======== Supplied records

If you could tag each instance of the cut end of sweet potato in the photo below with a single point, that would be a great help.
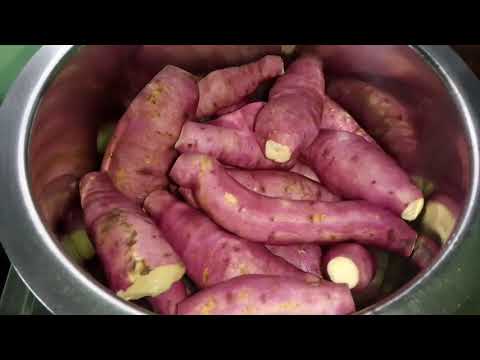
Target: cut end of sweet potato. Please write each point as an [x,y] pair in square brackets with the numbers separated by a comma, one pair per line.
[412,211]
[342,270]
[277,152]
[438,219]
[156,282]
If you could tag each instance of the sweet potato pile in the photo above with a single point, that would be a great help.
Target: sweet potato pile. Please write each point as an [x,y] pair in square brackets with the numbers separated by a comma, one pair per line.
[273,205]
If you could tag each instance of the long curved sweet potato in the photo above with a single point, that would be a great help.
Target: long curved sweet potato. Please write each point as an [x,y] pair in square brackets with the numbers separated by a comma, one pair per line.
[278,221]
[383,116]
[353,168]
[270,295]
[350,264]
[211,254]
[136,258]
[227,139]
[142,149]
[288,122]
[227,87]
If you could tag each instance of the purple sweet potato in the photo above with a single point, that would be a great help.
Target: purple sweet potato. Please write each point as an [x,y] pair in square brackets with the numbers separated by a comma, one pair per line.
[227,87]
[137,260]
[440,216]
[425,251]
[350,264]
[283,222]
[383,116]
[306,257]
[353,168]
[282,184]
[270,295]
[142,149]
[211,254]
[305,170]
[288,122]
[336,118]
[227,140]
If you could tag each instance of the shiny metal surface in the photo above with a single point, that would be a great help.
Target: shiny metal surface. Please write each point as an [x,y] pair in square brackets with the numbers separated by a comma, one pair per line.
[55,107]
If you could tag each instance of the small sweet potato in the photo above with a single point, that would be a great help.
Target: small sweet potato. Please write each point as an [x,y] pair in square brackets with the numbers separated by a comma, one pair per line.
[227,140]
[270,295]
[142,148]
[382,115]
[353,168]
[137,260]
[350,264]
[440,216]
[288,122]
[227,87]
[284,222]
[211,255]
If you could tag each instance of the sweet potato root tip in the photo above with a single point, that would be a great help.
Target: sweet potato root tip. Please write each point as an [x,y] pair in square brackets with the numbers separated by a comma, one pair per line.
[412,211]
[342,270]
[277,152]
[154,283]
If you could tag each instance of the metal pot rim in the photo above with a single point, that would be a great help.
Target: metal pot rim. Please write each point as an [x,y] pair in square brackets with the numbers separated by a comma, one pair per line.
[60,278]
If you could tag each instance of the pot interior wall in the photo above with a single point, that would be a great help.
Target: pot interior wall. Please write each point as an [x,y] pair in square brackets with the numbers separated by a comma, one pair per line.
[96,83]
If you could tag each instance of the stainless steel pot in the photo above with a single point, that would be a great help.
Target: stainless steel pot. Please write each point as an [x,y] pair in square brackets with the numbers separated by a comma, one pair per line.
[53,111]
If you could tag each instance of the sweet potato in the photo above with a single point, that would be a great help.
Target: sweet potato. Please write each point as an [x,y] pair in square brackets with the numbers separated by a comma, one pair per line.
[270,295]
[283,222]
[227,87]
[211,255]
[142,149]
[440,216]
[305,170]
[425,251]
[350,264]
[353,168]
[137,260]
[282,184]
[288,123]
[336,118]
[383,116]
[230,142]
[306,257]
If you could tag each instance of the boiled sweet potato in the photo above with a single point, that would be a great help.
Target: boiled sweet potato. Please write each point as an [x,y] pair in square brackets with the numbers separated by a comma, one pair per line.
[288,122]
[142,149]
[227,87]
[382,115]
[353,168]
[283,222]
[227,139]
[270,295]
[210,254]
[137,259]
[350,264]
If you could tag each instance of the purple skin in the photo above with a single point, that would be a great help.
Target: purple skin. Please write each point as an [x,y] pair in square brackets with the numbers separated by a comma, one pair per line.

================

| Instructions to follow |
What is needed is an exact copy of the lines from the one containing "If you could tag each instance of the sweet potato in" through the last line of the records above, both included.

| Solution |
If you could tag each instance of the sweet potato in the photo above with a single point, that would be a great help.
Target: sweet potato. Please write each point as an [x,y] pair in square brackets with the numbers separated by a comma, one pair per line.
[270,295]
[283,222]
[227,87]
[211,255]
[142,149]
[440,216]
[305,170]
[425,251]
[350,264]
[353,168]
[137,260]
[282,184]
[288,123]
[336,118]
[383,116]
[230,142]
[306,257]
If you could tag each instance of the boiled sweet potato in the photo above with a single point, that would be a great help.
Target: boiled sweet potato. Please write each point as an [x,y] pair in square brackets with the numbers separated by a comma, one pair per line.
[288,122]
[142,149]
[227,87]
[382,115]
[353,168]
[283,222]
[227,139]
[270,295]
[210,254]
[137,259]
[350,264]
If you could tag each instance of the purple skin in the photo above with a single point, that would be a great help.
Target: purple skin. Please write each point as an [x,y] pair in square brackets with the numbers separated by a comma, one pair per line.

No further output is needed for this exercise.